Every line below needs to be returned exactly as written.

> [DATA SUPPLIED]
============================================================

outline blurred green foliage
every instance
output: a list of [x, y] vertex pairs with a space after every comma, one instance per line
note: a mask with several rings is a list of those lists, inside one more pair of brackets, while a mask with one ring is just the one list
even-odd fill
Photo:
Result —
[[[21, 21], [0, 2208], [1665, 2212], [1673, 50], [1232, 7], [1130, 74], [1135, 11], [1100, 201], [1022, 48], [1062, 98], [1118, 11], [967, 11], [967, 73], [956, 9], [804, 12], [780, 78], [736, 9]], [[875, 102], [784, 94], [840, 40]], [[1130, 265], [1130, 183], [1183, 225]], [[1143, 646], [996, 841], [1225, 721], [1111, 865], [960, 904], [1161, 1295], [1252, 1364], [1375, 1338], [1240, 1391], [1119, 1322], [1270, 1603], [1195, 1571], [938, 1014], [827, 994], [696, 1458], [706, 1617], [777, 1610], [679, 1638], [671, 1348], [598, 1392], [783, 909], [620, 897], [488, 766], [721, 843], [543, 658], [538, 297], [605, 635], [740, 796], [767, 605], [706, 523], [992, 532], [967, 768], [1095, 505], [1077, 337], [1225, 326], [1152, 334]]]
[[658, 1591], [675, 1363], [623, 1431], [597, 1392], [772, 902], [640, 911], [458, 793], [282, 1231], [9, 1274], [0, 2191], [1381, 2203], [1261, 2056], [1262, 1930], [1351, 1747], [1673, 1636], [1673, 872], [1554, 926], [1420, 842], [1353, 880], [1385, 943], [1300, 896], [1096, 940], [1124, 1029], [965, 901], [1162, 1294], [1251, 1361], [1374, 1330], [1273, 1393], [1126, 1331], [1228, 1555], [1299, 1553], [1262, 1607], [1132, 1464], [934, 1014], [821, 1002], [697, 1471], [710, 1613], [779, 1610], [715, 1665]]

============================================================

> [RESULT]
outline blurred green foliage
every instance
output: a list of [x, y] vertex pairs with a space after every comma, one instance per line
note: a mask with several rings is a list of those lists, inside one more pair of brackets, while a mask with one ring is just the one list
even-odd fill
Photo:
Result —
[[[21, 21], [0, 2208], [1665, 2212], [1673, 50], [1232, 7], [1130, 74], [1135, 11], [1100, 201], [1022, 48], [1062, 98], [1118, 11], [967, 11], [967, 73], [956, 9], [804, 12], [780, 78], [736, 9]], [[875, 102], [784, 94], [840, 40]], [[1130, 265], [1130, 183], [1183, 225]], [[1143, 646], [996, 841], [1225, 721], [1111, 865], [960, 904], [1161, 1295], [1252, 1364], [1375, 1338], [1240, 1391], [1119, 1322], [1270, 1603], [1195, 1571], [938, 1014], [827, 994], [696, 1458], [706, 1617], [777, 1610], [679, 1638], [671, 1348], [598, 1392], [783, 909], [620, 897], [488, 766], [721, 843], [543, 658], [538, 297], [605, 635], [740, 796], [767, 605], [706, 523], [992, 532], [967, 768], [1095, 505], [1077, 337], [1225, 326], [1152, 334]]]
[[658, 1591], [675, 1363], [623, 1431], [597, 1392], [772, 902], [640, 911], [458, 793], [282, 1231], [9, 1274], [0, 2191], [1381, 2203], [1261, 2056], [1262, 1930], [1351, 1747], [1673, 1636], [1673, 872], [1554, 926], [1420, 842], [1353, 880], [1385, 943], [1300, 896], [1096, 940], [1124, 1029], [965, 901], [1162, 1294], [1251, 1361], [1374, 1330], [1273, 1393], [1126, 1331], [1228, 1555], [1299, 1553], [1262, 1607], [1132, 1464], [934, 1014], [821, 1002], [697, 1471], [710, 1613], [779, 1610], [715, 1665]]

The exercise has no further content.